#### Aim:
What space complexity does the matrix-zeroing excerpt below state for its setZeroes function?

Did you use extra space?
A straight forward solution using O(mn) space is probably a bad idea.
A simple improvement uses O(m + n) space, but still not the best solution.
Could you devise a constant space solution?

void setZeroes(vector<vector<int>>& matrix) {
    int m = matrix.size(), n = matrix[0].size();
    vector<bool> clearRow(m), clearCol(n);
    for(int i=0; i<m; i++) {
        for(int j=0; j<n; j++){
            if(!matrix[i][j]) {
                clearRow[i] = true;
                clearCol[j] = true;
            }
        }
    }
    for(int i=0; i<m; i++) {
        for(int j=0; j<n; j++) {
            if(clearRow[i] || clearCol[j]) {
                matrix[i][j] = 0;;
            }
        }
    }
}

Space Complexity: O(M+N).

#### Material:

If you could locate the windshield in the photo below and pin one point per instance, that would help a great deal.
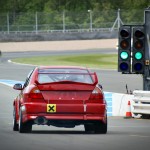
(58, 75)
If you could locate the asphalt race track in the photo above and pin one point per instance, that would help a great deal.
(123, 134)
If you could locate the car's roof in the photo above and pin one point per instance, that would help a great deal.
(62, 67)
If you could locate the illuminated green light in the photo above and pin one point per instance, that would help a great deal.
(138, 55)
(124, 55)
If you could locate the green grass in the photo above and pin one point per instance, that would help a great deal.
(106, 61)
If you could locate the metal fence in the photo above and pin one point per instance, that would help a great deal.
(68, 21)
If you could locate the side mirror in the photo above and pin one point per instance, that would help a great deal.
(17, 86)
(100, 86)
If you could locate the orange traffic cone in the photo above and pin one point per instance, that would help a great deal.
(128, 112)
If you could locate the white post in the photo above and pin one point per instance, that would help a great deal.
(36, 23)
(64, 24)
(119, 20)
(91, 20)
(8, 26)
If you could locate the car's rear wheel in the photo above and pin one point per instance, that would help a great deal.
(89, 128)
(101, 127)
(24, 127)
(15, 124)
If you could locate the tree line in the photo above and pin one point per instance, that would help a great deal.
(20, 14)
(17, 6)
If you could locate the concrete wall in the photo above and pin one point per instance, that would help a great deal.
(56, 36)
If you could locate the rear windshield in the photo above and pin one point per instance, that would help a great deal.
(58, 75)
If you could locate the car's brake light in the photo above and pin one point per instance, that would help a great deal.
(96, 94)
(35, 94)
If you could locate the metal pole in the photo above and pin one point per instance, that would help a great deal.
(118, 19)
(36, 23)
(91, 20)
(64, 24)
(8, 26)
(146, 76)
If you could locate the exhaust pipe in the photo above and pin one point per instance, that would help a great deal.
(40, 121)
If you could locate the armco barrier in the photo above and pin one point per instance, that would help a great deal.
(141, 102)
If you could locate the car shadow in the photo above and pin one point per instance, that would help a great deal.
(59, 132)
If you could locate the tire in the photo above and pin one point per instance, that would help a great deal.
(15, 124)
(24, 127)
(89, 128)
(145, 116)
(101, 127)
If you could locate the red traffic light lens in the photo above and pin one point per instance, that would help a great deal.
(138, 44)
(124, 44)
(124, 66)
(124, 33)
(139, 34)
(138, 66)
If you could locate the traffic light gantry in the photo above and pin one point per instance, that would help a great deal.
(131, 49)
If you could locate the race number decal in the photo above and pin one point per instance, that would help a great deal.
(51, 108)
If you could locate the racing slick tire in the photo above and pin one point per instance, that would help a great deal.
(24, 127)
(15, 125)
(100, 127)
(89, 128)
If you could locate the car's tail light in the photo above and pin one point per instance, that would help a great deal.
(96, 94)
(35, 94)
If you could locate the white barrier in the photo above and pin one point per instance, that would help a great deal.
(120, 103)
(141, 101)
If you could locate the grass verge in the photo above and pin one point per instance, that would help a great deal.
(105, 61)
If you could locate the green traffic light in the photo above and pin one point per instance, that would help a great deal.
(124, 55)
(138, 55)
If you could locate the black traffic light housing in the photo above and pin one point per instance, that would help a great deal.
(124, 49)
(138, 50)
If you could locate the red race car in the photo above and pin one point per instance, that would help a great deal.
(61, 97)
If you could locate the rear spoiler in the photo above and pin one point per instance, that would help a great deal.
(93, 75)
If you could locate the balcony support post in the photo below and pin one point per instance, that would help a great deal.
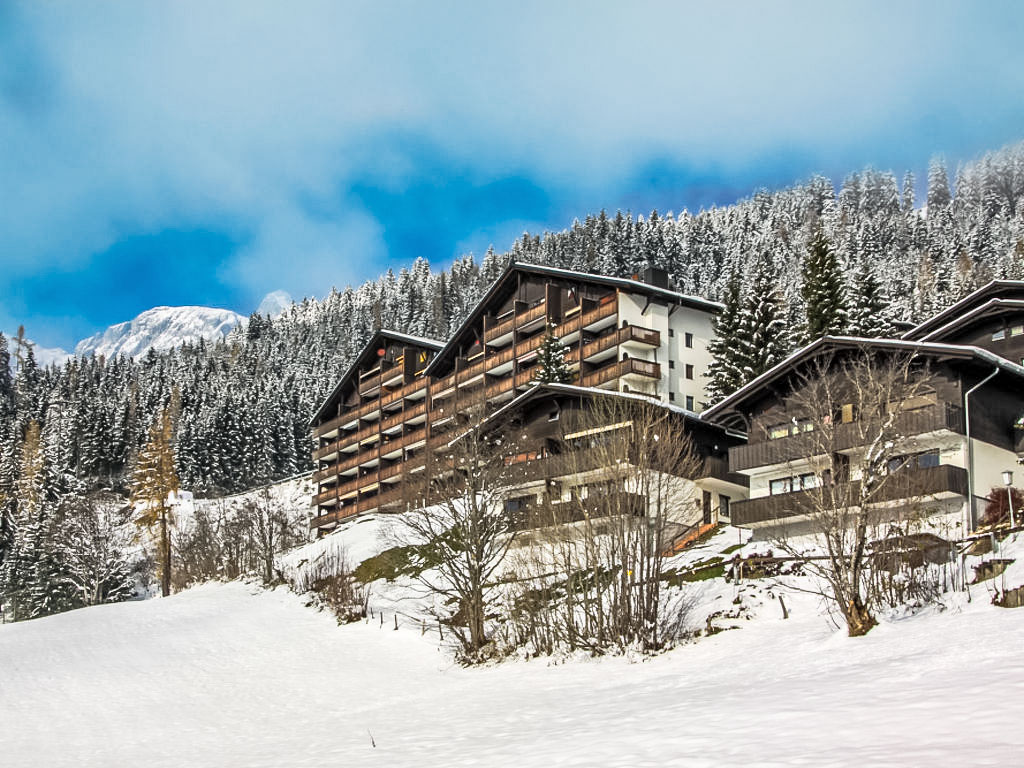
(972, 506)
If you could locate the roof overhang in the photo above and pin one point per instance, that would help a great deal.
(501, 284)
(993, 290)
(377, 337)
(827, 344)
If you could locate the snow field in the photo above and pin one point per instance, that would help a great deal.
(229, 675)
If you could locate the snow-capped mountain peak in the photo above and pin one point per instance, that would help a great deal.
(274, 303)
(161, 328)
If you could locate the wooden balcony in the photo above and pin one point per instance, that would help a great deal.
(476, 369)
(719, 469)
(607, 308)
(943, 417)
(500, 387)
(622, 336)
(515, 321)
(629, 367)
(403, 416)
(919, 484)
(353, 461)
(639, 335)
(385, 500)
(332, 424)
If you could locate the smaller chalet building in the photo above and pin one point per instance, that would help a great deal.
(961, 429)
(400, 396)
(559, 420)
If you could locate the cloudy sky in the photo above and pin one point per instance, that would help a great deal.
(195, 153)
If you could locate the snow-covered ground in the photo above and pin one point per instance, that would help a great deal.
(228, 675)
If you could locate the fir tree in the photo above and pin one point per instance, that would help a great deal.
(938, 185)
(823, 291)
(155, 480)
(762, 340)
(867, 305)
(551, 365)
(725, 374)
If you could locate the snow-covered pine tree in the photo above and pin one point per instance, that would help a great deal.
(867, 316)
(155, 479)
(725, 374)
(551, 366)
(823, 290)
(763, 339)
(938, 185)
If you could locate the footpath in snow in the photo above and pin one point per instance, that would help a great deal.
(227, 675)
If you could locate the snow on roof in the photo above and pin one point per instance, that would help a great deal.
(597, 391)
(962, 350)
(956, 308)
(978, 310)
(695, 302)
(394, 336)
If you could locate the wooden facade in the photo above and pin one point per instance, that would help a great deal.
(400, 396)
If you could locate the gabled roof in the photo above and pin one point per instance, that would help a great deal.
(538, 389)
(990, 307)
(826, 343)
(375, 340)
(632, 286)
(969, 306)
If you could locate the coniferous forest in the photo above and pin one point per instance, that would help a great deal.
(788, 265)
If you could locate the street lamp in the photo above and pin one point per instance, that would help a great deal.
(1008, 479)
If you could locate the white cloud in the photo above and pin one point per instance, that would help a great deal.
(256, 117)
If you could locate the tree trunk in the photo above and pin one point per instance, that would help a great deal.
(165, 555)
(858, 619)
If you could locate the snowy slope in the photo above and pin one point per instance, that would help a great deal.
(228, 675)
(274, 303)
(161, 328)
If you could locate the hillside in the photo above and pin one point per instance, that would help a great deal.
(246, 401)
(225, 674)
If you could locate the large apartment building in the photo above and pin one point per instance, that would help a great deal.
(402, 392)
(956, 436)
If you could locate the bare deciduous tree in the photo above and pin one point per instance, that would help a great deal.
(853, 416)
(457, 508)
(595, 565)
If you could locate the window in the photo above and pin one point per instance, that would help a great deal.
(809, 480)
(805, 481)
(723, 505)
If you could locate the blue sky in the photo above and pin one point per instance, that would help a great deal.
(180, 154)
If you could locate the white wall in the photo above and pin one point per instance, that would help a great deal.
(673, 350)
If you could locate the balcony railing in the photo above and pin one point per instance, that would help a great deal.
(517, 320)
(621, 336)
(908, 483)
(353, 461)
(842, 437)
(642, 335)
(389, 498)
(629, 367)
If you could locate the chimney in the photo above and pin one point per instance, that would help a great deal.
(653, 275)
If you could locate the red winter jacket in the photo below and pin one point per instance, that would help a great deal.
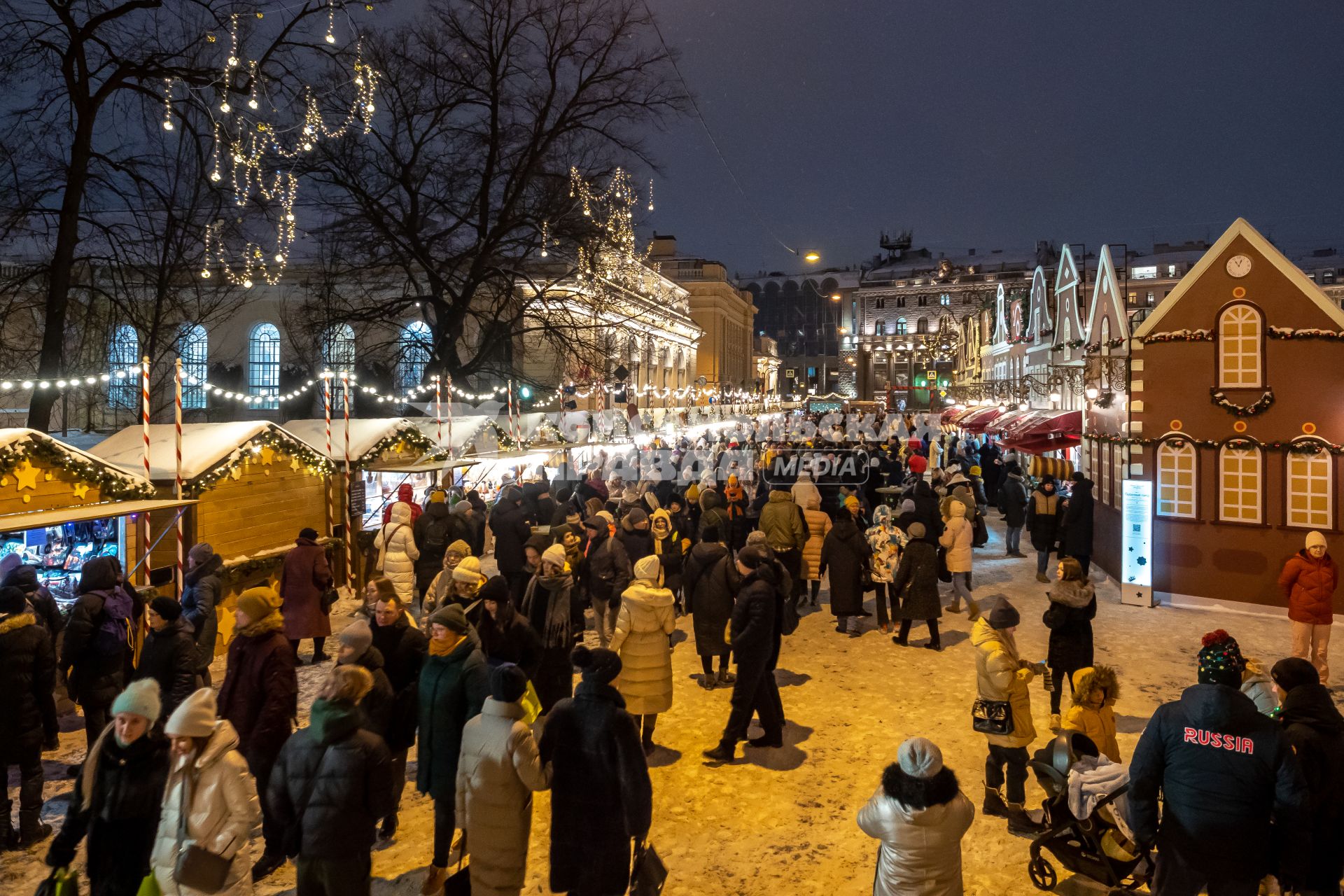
(1310, 587)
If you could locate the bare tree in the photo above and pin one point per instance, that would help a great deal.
(486, 108)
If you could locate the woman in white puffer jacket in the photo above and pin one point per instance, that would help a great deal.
(209, 780)
(398, 554)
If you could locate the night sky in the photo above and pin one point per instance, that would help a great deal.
(988, 124)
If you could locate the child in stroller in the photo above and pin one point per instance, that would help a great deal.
(1093, 846)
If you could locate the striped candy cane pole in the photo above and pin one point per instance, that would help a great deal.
(144, 419)
(176, 418)
(350, 530)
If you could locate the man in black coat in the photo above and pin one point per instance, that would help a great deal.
(1230, 785)
(755, 633)
(403, 648)
(331, 785)
(29, 713)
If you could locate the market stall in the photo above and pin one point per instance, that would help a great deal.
(61, 507)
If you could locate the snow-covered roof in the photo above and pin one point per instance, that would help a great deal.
(203, 445)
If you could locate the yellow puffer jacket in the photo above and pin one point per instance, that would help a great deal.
(1002, 675)
(1098, 723)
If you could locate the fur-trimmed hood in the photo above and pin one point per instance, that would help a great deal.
(1091, 679)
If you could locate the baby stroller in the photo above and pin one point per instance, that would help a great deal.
(1092, 846)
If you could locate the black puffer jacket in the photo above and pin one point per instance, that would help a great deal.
(347, 776)
(27, 678)
(171, 659)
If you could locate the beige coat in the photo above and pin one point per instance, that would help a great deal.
(921, 848)
(498, 771)
(220, 817)
(818, 527)
(1002, 675)
(643, 626)
(397, 551)
(958, 536)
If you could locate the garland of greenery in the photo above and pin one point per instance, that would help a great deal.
(1259, 406)
(112, 485)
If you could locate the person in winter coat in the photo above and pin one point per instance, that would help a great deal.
(1012, 498)
(378, 700)
(553, 608)
(302, 580)
(169, 653)
(397, 552)
(496, 774)
(1096, 692)
(201, 594)
(643, 628)
(403, 649)
(452, 690)
(118, 796)
(916, 584)
(918, 816)
(1073, 606)
(1002, 676)
(1308, 583)
(210, 786)
(755, 633)
(818, 526)
(708, 582)
(260, 699)
(1230, 786)
(606, 573)
(1043, 523)
(847, 556)
(96, 653)
(956, 540)
(885, 539)
(1077, 523)
(601, 796)
(504, 633)
(29, 713)
(1315, 729)
(332, 782)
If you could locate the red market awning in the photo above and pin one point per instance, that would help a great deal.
(979, 419)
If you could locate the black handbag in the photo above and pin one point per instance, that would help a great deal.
(991, 716)
(650, 874)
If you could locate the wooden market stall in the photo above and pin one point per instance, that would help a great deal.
(61, 507)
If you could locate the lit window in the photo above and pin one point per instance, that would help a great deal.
(194, 349)
(264, 365)
(1176, 480)
(124, 358)
(1240, 485)
(1240, 348)
(413, 354)
(1310, 489)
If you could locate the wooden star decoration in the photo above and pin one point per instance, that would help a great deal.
(26, 476)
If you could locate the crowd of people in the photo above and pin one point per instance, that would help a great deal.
(477, 673)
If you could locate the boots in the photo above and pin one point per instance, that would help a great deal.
(31, 830)
(993, 804)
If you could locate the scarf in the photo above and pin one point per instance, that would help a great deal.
(556, 629)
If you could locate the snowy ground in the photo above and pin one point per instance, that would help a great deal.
(783, 821)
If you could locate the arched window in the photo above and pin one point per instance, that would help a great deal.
(264, 365)
(413, 352)
(1240, 335)
(1310, 479)
(194, 351)
(1240, 484)
(1176, 468)
(124, 359)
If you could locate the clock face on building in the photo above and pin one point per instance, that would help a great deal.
(1238, 266)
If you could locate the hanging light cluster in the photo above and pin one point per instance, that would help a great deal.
(257, 153)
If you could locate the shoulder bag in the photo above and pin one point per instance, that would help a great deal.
(197, 868)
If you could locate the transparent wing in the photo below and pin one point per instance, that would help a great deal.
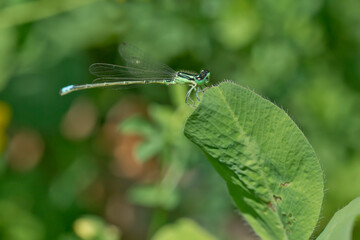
(117, 73)
(137, 59)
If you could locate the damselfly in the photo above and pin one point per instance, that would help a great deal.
(140, 70)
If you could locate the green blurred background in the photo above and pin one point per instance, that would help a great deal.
(105, 164)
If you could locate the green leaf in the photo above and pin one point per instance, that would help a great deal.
(271, 170)
(342, 224)
(182, 229)
(154, 196)
(91, 227)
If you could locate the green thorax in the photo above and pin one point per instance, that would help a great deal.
(196, 79)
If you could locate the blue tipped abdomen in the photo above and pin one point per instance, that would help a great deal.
(66, 90)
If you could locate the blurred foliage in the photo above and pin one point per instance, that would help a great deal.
(63, 157)
(182, 229)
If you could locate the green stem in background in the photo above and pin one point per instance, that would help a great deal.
(36, 10)
(159, 218)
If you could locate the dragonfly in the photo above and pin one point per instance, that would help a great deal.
(141, 70)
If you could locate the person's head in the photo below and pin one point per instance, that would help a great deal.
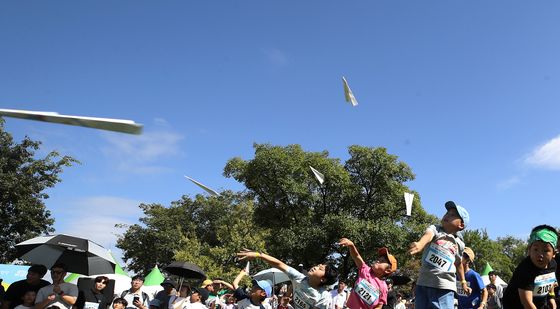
(491, 288)
(28, 298)
(119, 303)
(260, 290)
(468, 257)
(341, 285)
(35, 273)
(199, 295)
(137, 282)
(542, 245)
(385, 264)
(100, 283)
(208, 285)
(323, 274)
(455, 219)
(58, 272)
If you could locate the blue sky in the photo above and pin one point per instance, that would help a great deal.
(465, 92)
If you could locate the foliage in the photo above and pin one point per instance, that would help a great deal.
(23, 181)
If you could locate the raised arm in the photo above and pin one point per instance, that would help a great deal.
(358, 260)
(247, 254)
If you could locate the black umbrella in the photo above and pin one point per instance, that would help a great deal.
(81, 256)
(185, 270)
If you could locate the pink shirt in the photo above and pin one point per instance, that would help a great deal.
(368, 290)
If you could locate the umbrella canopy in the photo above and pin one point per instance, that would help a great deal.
(185, 270)
(273, 275)
(80, 255)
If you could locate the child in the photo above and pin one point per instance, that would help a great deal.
(534, 277)
(28, 300)
(370, 289)
(254, 300)
(479, 295)
(309, 291)
(441, 261)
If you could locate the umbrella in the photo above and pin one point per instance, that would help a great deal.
(80, 255)
(272, 274)
(185, 270)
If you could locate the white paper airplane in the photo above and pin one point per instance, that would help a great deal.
(118, 125)
(320, 177)
(408, 198)
(205, 188)
(348, 95)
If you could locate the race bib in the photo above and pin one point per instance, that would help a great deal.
(91, 305)
(439, 257)
(544, 284)
(460, 290)
(366, 292)
(301, 301)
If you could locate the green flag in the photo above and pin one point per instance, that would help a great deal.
(486, 269)
(154, 277)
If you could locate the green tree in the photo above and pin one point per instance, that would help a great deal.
(23, 181)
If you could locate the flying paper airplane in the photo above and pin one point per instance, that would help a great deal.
(320, 177)
(348, 95)
(408, 198)
(118, 125)
(205, 188)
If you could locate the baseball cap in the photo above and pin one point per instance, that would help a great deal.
(468, 251)
(392, 260)
(263, 285)
(463, 213)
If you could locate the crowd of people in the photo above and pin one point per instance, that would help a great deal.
(445, 280)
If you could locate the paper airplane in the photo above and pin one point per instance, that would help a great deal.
(205, 188)
(408, 198)
(320, 177)
(348, 95)
(118, 125)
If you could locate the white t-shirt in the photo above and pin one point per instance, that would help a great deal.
(67, 288)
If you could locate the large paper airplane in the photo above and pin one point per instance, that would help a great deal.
(205, 188)
(320, 177)
(117, 125)
(348, 95)
(408, 198)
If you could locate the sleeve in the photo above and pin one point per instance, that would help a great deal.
(294, 275)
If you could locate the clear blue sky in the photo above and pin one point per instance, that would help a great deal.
(466, 92)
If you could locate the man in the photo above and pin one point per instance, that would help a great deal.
(59, 293)
(33, 281)
(134, 296)
(339, 296)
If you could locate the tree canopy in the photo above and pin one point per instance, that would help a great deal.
(23, 181)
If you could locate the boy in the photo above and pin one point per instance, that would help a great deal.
(254, 300)
(28, 300)
(441, 261)
(534, 278)
(309, 291)
(479, 295)
(370, 290)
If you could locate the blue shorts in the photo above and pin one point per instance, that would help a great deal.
(429, 298)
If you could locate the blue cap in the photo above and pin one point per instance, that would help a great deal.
(463, 213)
(264, 285)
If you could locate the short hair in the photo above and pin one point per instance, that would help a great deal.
(331, 275)
(38, 269)
(59, 265)
(138, 277)
(120, 300)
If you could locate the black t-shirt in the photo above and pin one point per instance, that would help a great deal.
(527, 276)
(17, 289)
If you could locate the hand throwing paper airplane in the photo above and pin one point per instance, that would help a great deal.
(408, 198)
(117, 125)
(348, 95)
(205, 188)
(320, 177)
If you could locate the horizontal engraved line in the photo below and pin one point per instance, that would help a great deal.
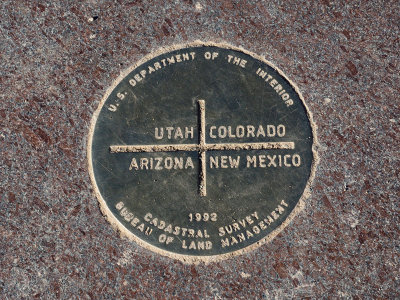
(196, 147)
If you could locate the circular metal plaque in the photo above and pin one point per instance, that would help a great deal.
(202, 151)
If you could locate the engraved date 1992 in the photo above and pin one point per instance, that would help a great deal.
(205, 217)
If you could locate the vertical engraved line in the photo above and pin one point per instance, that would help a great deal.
(202, 151)
(202, 111)
(203, 187)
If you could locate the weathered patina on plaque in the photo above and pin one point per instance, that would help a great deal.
(201, 152)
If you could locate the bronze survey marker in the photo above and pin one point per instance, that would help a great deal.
(201, 152)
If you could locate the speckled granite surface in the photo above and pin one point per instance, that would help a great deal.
(58, 58)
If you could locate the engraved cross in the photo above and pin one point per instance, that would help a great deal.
(202, 147)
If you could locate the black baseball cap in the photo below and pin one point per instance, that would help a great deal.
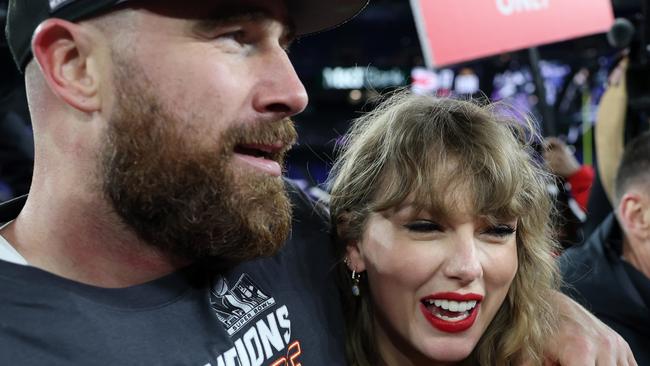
(24, 16)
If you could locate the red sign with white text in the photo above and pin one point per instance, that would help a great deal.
(453, 31)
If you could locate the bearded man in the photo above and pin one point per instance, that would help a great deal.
(154, 228)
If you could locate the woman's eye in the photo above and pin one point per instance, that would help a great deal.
(422, 226)
(238, 35)
(500, 231)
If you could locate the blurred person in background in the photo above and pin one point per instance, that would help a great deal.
(571, 189)
(157, 206)
(16, 142)
(610, 274)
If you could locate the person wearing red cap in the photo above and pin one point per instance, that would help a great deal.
(157, 227)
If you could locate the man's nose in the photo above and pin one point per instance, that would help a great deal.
(463, 263)
(279, 91)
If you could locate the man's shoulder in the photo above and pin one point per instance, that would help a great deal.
(10, 209)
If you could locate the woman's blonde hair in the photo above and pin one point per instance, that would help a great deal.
(425, 148)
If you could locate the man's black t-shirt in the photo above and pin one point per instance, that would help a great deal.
(282, 310)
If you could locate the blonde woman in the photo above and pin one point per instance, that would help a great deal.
(442, 216)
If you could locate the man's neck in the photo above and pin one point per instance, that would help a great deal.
(86, 243)
(637, 254)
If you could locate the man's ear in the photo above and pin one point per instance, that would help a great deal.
(63, 51)
(634, 214)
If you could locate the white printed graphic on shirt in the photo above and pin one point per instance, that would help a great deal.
(269, 338)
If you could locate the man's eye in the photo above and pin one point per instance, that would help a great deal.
(422, 226)
(500, 231)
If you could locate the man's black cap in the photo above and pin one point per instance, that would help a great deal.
(24, 16)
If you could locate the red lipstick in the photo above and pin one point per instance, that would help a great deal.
(447, 325)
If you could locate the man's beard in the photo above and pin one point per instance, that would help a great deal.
(179, 194)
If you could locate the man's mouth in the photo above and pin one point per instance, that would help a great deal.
(451, 312)
(263, 157)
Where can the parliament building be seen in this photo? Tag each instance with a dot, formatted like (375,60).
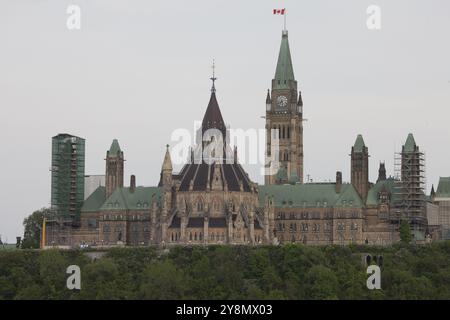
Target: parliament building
(214,200)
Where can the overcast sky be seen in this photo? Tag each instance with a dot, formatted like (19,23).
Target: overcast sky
(138,69)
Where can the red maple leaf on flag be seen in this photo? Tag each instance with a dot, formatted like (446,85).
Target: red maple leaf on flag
(279,11)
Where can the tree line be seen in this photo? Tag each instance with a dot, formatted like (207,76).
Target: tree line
(292,271)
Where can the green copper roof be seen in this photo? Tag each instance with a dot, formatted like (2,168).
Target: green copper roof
(125,199)
(443,190)
(293,179)
(311,195)
(284,71)
(282,173)
(115,148)
(95,200)
(359,144)
(410,144)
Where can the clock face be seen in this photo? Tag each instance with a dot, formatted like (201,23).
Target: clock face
(282,101)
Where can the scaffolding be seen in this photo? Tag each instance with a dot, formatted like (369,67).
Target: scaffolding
(409,190)
(67,170)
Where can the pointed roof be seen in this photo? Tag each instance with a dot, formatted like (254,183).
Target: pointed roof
(293,179)
(115,148)
(410,144)
(284,71)
(443,189)
(268,100)
(359,144)
(167,163)
(213,116)
(382,172)
(300,100)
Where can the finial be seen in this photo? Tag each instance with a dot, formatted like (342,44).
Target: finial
(213,79)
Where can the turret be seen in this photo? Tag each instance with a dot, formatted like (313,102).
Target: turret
(360,167)
(114,168)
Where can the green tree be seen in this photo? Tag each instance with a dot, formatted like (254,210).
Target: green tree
(32,228)
(405,232)
(162,280)
(321,283)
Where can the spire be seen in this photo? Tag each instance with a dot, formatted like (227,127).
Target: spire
(213,117)
(300,100)
(213,78)
(115,148)
(284,72)
(359,144)
(167,164)
(410,144)
(268,100)
(382,172)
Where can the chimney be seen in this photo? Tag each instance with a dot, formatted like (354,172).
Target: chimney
(338,181)
(132,183)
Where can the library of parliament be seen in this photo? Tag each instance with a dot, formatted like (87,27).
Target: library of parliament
(216,202)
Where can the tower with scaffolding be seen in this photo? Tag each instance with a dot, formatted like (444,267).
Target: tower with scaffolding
(67,185)
(409,189)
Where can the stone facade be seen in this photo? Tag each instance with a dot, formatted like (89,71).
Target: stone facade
(213,201)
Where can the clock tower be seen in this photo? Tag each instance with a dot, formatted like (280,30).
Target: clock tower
(284,118)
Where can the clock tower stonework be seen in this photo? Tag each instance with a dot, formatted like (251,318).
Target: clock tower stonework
(284,118)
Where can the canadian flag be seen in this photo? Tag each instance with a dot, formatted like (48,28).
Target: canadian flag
(279,11)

#### Solution to the problem:
O(M+N)